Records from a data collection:

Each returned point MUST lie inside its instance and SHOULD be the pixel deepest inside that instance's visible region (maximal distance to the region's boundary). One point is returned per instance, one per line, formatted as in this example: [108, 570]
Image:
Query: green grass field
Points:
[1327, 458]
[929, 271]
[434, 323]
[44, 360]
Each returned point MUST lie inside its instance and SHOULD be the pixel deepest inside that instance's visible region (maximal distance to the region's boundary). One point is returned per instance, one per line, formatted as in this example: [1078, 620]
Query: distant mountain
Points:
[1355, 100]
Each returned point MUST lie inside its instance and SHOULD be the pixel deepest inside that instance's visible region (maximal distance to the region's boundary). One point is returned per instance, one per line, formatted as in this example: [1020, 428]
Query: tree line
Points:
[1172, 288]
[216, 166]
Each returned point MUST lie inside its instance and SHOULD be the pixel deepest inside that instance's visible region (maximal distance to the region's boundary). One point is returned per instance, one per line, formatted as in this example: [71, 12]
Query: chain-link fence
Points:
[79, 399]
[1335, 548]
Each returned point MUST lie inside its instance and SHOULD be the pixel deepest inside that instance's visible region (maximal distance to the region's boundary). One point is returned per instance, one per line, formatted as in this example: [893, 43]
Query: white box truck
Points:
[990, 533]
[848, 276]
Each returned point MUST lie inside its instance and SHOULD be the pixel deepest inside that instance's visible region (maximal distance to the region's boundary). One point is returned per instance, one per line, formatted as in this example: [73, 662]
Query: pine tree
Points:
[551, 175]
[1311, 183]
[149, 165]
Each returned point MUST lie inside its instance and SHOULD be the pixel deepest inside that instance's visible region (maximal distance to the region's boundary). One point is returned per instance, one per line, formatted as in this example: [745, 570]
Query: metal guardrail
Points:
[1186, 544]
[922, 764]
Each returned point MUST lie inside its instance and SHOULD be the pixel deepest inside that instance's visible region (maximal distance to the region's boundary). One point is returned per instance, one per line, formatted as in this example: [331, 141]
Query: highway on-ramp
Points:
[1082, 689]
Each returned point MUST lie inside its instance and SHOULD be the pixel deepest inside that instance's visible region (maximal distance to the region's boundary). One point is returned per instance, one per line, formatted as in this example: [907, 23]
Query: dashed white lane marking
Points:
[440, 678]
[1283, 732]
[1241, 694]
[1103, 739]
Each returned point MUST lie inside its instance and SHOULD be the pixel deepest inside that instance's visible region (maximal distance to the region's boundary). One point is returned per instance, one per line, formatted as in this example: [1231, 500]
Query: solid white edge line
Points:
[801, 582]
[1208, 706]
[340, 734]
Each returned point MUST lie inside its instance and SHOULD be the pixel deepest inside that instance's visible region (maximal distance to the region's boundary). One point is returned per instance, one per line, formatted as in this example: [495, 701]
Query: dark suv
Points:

* **TASK TO CARRY OUT**
Each line above where the word "white" occurs should be returned in full.

* **TASK SOLUTION**
Query: white box truck
Query: dashed white lane marking
Query: solid white edge line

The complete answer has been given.